About this task – Summarize the article on EU bank recapitalization below in two sentences.

Document text –
_ _ _ _ _ _ _

The European Union's executive proposed coordinated recapitalization of banks on Thursday as the bloc's regulators met to review capital buffers of stressed lenders.

We are now proposing member states to have a coordinated action to recapitalize banks and so to get rid of toxic assets they may have, European Commission President Jose Manuel Barroso said in a television interview relayed on YouTube.

It was the most explicit statement yet from a top EU official on coordinated action to help restore confidence in a banking sector that is increasingly shunned by investors as a result of the euro zone debt crisis.

European shares <.FTEU3> extended their gains after Barroso's comment.

EU officials said nothing has been finalized and discussions are continuing on the shape of any possible coordinated action.

The European Banking Authority, which concludes a two-day meeting on Thursday, said it was examining the resilience of lenders' safety cushions against the backdrop of the current situation.

The EBA is reviewing banks' capital positions, the authority said in an emailed statement.

Many banks are facing severe funding pressures due to market worries about their exposures to government debt from Greece and other peripheral euro zone countries.

Belgium sought on Thursday to reassure depositors in crisis-stricken Franco-Belgian bank Dexia that their savings were protected.

The EBA is preparing the technical ground by determining which lenders should be included in any coordinated recapitalization that its members would oversee.

Markets and industry officials say the key missing piece is whether enough money can be found fast enough to stop contagion from Greece or Dexia.

_ _ _ _ _ _ _

Provided data –
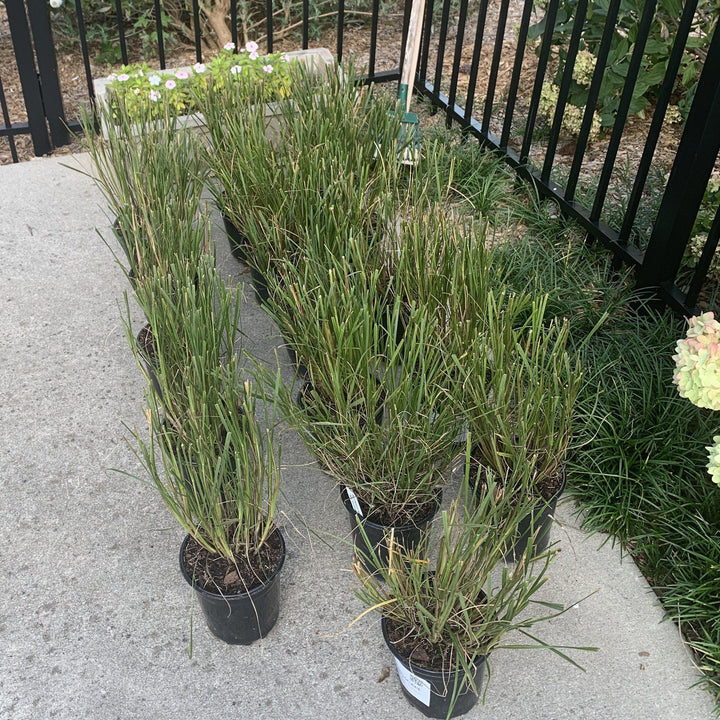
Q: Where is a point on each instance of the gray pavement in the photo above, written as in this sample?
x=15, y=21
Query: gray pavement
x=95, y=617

_ _ _ _ _ _ _

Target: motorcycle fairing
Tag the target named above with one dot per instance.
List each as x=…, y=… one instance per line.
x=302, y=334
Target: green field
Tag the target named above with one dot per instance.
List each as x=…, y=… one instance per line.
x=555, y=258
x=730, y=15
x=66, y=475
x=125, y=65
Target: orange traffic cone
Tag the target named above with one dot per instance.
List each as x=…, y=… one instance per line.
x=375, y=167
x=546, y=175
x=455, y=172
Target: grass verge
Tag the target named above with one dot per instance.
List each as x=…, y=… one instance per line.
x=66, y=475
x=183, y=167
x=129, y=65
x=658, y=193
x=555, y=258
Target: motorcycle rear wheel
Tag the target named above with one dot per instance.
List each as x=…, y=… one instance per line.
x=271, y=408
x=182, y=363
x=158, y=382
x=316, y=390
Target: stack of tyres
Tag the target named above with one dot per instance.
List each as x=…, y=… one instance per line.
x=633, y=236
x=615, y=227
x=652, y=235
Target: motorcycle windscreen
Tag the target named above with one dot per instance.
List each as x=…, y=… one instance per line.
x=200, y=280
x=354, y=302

_ _ _ _ _ _ _

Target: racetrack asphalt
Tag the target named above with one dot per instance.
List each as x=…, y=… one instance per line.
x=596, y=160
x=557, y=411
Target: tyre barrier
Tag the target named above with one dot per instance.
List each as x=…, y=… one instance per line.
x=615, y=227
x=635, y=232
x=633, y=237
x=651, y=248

_ _ _ _ _ _ _

Your response – The European Commission proposed on Thursday that EU member states take coordinated action to recapitalize banks and get rid of any toxic assets they may have, though EU officials said nothing had been finalized. Meanwhile, the European Banking Authority was reviewing banks' capital positions, as many lenders face severe funding pressures over their exposure to government debt from Greece and other peripheral euro zone countries.